_CHECK YOUR UNDERSTANDING_:
**a)** Can you extract the part of the gum disease article from "It is an infection" up to and including "an irreversible stage.", word for word?
**b)** Can you continue the article on gum disease, starting right after its final sentence?

----- SOURCE DOCUMENT

A lot people wonder, “Why do I need to get my teeth cleaned? Is it really that important?” The short answer is YES! Getting your teeth cleaned on a regular basis is important, not only for your oral health, but your overall health as well.
So what exactly is gum disease?
It is an infection of your gums and supporting tissues that evolves over time. Gum disease includes two stages: a reversible stage and an irreversible stage.
The initial phase of gum disease is called gingivitis and is reversible. Gingivitis is identified by bleeding gums and tender, red, swollen gums. Gingivitis generally develops when plaque and tartar sit on the teeth and infect the gums. A professional cleaning and daily brushing and flossing can reverse the effects of gingivitis, leaving you with a healthy mouth. Brushing and flossing can remove soft plaque, but scaling is needed to remove hard tartar from the teeth.
The second stage of gum disease is called periodontal disease, which is irreversible. Periodontal disease is classified as Early, Moderate or Advanced. The signs of periodontal disease are bone loss, moving teeth, exposed roots, and possible tooth loss. The second stage of gum disease develops when the first stage – the reversible stage – is left untreated. The infection, that started in the gums, spreads into the supporting tissue and bone around the teeth, leading to loss of bony support. Once the process of bone loss starts, you cannot grow the bone back. Moreover, the progression of bone loss can continue if left untreated.

----------
----- DATASET RECORDS

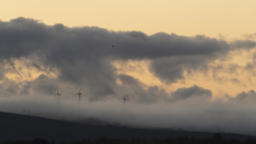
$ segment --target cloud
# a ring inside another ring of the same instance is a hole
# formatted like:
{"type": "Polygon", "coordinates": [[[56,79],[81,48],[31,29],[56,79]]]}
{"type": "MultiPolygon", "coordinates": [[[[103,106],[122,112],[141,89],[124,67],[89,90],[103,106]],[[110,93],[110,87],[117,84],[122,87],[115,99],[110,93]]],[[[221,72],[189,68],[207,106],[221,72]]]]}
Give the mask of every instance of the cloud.
{"type": "MultiPolygon", "coordinates": [[[[161,85],[143,83],[139,76],[120,73],[113,65],[147,60],[150,73],[166,86],[186,83],[186,75],[193,73],[212,73],[213,78],[242,84],[241,78],[218,75],[226,70],[237,74],[241,69],[236,63],[227,66],[221,60],[233,51],[254,47],[252,40],[228,43],[204,35],[70,28],[24,18],[0,21],[0,95],[4,98],[0,107],[18,113],[30,107],[31,111],[55,118],[75,119],[80,115],[123,124],[254,134],[255,127],[241,124],[243,121],[254,125],[256,120],[241,116],[253,115],[252,91],[225,103],[211,99],[212,91],[197,85],[170,92],[161,85]],[[52,111],[56,108],[57,86],[63,96],[61,113],[52,111]],[[82,114],[77,112],[75,95],[80,86],[82,114]],[[125,94],[124,106],[120,97],[125,94]]],[[[252,60],[246,67],[250,70],[255,67],[252,60]]]]}
{"type": "Polygon", "coordinates": [[[231,44],[233,44],[235,47],[236,48],[245,48],[252,49],[256,46],[256,42],[253,41],[245,39],[245,40],[237,40],[233,42],[231,44]]]}
{"type": "Polygon", "coordinates": [[[202,99],[211,99],[212,92],[207,89],[204,89],[196,85],[190,87],[179,88],[172,93],[172,98],[174,101],[183,100],[191,97],[199,97],[202,99]]]}
{"type": "MultiPolygon", "coordinates": [[[[207,69],[209,61],[230,49],[225,41],[204,35],[159,33],[148,36],[95,27],[47,26],[22,17],[1,21],[0,34],[2,60],[27,60],[28,68],[58,73],[59,83],[84,85],[87,95],[93,95],[95,100],[116,93],[118,76],[111,64],[113,60],[151,60],[150,71],[163,82],[172,83],[182,79],[185,71],[207,69]]],[[[124,81],[125,76],[120,78],[124,81]]]]}

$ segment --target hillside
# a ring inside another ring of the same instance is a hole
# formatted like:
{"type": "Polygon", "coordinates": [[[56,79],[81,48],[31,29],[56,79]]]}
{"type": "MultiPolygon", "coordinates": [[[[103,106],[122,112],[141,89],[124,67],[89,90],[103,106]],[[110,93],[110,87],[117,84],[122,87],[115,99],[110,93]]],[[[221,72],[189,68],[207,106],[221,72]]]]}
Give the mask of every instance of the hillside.
{"type": "MultiPolygon", "coordinates": [[[[146,130],[113,126],[79,124],[34,116],[0,112],[0,141],[31,140],[40,137],[48,140],[71,141],[84,138],[127,138],[133,137],[161,139],[188,136],[195,138],[211,138],[214,133],[146,130]]],[[[221,133],[224,139],[245,141],[254,137],[237,134],[221,133]]]]}

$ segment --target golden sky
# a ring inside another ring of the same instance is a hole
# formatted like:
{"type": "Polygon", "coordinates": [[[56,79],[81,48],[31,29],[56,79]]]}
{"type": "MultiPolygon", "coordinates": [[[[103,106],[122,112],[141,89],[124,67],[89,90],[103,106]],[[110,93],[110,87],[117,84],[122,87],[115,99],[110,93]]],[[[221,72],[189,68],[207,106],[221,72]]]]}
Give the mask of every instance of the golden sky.
{"type": "MultiPolygon", "coordinates": [[[[114,31],[141,31],[147,35],[161,31],[188,36],[205,35],[228,41],[256,32],[256,1],[252,0],[1,0],[0,2],[0,19],[4,21],[23,17],[39,20],[49,25],[61,23],[70,27],[97,26],[114,31]]],[[[221,62],[245,66],[246,58],[252,52],[253,50],[242,55],[238,53],[233,55],[228,60],[221,62]]],[[[144,69],[142,74],[139,70],[123,73],[132,75],[150,86],[157,85],[168,91],[197,84],[211,90],[213,95],[223,92],[235,95],[242,91],[253,89],[255,86],[248,84],[248,82],[244,85],[234,85],[231,82],[221,83],[209,79],[212,76],[204,77],[203,73],[194,73],[193,77],[185,75],[186,82],[166,85],[150,74],[147,62],[133,61],[126,64],[143,65],[145,67],[141,68],[141,70],[144,69]]],[[[122,69],[118,63],[115,65],[122,69]]],[[[220,72],[220,75],[230,76],[229,74],[222,72],[220,72]]],[[[36,77],[39,74],[32,75],[36,77]]],[[[15,77],[12,75],[9,74],[6,76],[15,77]]],[[[248,79],[251,76],[248,74],[244,78],[248,79]]],[[[242,76],[239,77],[244,79],[242,76]]]]}
{"type": "Polygon", "coordinates": [[[256,1],[2,1],[1,19],[18,17],[47,25],[98,26],[115,31],[240,37],[256,31],[256,1]]]}

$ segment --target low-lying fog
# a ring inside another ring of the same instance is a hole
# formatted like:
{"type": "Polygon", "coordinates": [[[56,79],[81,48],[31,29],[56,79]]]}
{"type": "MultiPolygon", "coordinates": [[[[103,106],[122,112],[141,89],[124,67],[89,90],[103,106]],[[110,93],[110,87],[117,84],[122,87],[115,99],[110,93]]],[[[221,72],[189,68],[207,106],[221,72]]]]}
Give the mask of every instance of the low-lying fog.
{"type": "Polygon", "coordinates": [[[254,135],[256,106],[251,102],[255,99],[254,95],[249,93],[247,99],[239,102],[194,97],[151,104],[132,101],[124,104],[121,98],[91,102],[83,97],[79,103],[75,95],[73,98],[60,97],[59,106],[58,98],[54,97],[2,97],[0,110],[71,121],[94,117],[127,126],[254,135]]]}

----------

_PER-TASK OUTPUTS_:
**a)**
It is an infection of your gums and supporting tissues that evolves over time. Gum disease includes two stages: a reversible stage and an irreversible stage.

**b)**
This is where the importance of dental cleanings comes in. With the help of frequent, regular dental hygiene visits, and excellent home care, you can stop the infection and prevent further bone loss. “But I don’t have bone loss,” you may say. “Why do I need to get another cleaning?” Regular dental hygiene care is a preventative therapy to ensure patients do not develop periodontal disease. The best and most effective treatment of gum disease is PREVENTION. If we can prevent a patient from losing bony support, we can ensure they will not develop periodontal disease. The reason why the second stage of gum disease is considered irreversible is because once you develop periodontal disease, you have it for life. The damage from the infection to your bone cannot be reversed. The only thing we can do is prevent further damage with regular hygiene visits, which includes scaling and root planing. This is why prevention is key to treating gum disease. So be sure to come in every 6-12 months and see your hygienist! I’m sure you’ll have a new appreciation for why she asks about brushing and flossing every time!